[begin DATA SHOWN]

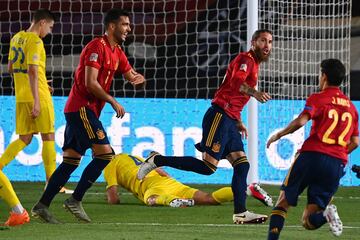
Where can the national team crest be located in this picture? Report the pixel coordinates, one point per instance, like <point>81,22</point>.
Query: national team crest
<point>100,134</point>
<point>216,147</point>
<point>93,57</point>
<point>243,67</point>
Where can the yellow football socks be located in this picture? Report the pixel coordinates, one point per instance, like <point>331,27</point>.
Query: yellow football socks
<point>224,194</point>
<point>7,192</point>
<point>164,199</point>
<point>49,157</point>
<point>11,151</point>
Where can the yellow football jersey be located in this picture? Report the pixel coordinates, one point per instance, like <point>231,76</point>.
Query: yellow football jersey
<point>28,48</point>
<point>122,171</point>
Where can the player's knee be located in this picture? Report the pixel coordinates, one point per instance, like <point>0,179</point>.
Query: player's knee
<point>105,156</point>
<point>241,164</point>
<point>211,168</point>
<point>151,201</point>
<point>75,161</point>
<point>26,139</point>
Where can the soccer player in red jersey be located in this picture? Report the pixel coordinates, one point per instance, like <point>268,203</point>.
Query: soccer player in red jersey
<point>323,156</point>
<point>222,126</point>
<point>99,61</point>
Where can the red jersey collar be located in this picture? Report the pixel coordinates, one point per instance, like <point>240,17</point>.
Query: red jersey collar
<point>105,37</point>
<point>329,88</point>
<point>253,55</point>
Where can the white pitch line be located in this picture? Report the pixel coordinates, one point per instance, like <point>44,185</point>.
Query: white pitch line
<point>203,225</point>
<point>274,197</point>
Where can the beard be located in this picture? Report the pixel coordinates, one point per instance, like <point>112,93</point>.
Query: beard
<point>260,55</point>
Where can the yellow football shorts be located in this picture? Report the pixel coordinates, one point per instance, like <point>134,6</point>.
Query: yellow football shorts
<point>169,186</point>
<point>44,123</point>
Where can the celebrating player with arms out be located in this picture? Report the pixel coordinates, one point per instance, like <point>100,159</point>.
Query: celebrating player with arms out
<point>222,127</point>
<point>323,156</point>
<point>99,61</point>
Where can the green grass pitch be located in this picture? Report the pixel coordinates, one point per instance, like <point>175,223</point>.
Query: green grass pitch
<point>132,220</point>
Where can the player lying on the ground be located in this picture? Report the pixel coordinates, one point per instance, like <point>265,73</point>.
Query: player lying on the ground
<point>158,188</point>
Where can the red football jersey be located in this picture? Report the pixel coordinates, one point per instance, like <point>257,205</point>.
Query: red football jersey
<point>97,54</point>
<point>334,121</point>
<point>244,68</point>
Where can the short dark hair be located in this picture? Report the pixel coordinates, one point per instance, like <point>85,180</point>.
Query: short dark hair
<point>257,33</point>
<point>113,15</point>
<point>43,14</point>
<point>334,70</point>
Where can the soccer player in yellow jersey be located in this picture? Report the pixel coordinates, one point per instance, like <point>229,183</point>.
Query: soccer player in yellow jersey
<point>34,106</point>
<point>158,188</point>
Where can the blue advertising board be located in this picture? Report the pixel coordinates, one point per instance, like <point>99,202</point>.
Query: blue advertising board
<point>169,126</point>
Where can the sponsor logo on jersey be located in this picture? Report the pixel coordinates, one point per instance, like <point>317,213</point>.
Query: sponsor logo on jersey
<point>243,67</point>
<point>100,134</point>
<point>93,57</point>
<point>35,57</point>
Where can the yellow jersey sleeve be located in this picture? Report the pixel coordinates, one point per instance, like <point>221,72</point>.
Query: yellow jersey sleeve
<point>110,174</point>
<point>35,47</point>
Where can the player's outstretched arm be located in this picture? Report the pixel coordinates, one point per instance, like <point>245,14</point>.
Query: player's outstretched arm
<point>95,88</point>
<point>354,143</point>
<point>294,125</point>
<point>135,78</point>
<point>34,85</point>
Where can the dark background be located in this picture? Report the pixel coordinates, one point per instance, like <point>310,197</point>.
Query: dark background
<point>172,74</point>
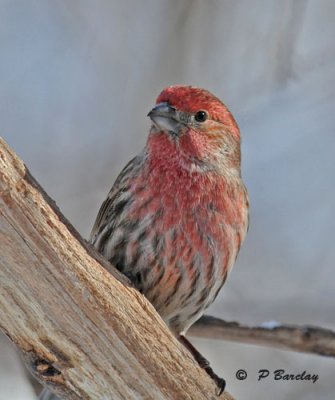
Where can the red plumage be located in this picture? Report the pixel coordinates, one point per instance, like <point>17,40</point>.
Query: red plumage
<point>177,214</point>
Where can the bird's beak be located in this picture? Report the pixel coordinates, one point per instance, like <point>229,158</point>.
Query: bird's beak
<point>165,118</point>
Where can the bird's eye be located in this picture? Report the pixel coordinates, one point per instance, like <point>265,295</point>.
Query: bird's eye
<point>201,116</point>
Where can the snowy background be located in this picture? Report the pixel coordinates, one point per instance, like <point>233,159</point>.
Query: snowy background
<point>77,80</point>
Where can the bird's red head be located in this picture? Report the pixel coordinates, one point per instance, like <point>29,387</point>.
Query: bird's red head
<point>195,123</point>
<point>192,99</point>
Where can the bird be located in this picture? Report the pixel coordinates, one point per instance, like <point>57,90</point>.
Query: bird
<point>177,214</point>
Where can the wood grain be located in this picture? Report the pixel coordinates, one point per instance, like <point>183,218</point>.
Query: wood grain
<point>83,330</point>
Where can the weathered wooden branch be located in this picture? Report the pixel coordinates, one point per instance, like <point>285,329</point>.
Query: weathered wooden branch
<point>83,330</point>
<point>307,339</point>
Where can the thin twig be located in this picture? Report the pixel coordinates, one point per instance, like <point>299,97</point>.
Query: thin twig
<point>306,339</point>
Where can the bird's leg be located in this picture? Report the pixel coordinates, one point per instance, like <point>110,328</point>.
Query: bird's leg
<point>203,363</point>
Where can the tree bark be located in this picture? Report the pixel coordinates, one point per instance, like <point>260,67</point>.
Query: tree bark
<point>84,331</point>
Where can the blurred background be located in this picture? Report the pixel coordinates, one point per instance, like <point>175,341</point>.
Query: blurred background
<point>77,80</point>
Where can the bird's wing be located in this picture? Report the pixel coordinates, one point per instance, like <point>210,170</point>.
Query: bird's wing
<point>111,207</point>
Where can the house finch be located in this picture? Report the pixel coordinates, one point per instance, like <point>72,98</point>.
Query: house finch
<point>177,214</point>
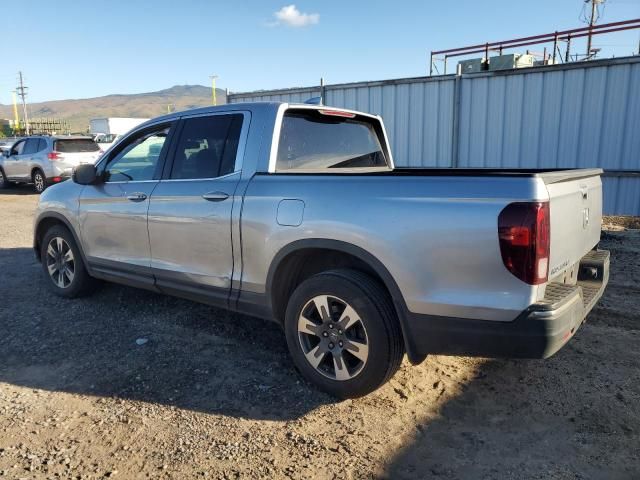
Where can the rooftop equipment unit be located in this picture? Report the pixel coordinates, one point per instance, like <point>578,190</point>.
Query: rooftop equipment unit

[end DATA SHOWN]

● TASK REQUIREMENTS: Copy out the lines starting with the line with "Where can the yellow football jersey" and going on through the line with "<point>122,171</point>", requests included, adding 48 to each number in the answer coordinates.

● OUTPUT OF THE TASK:
Where can the yellow football jersey be located in this picture? Report the pixel coordinates, one point per instance, like <point>231,76</point>.
Query: yellow football jersey
<point>76,96</point>
<point>170,219</point>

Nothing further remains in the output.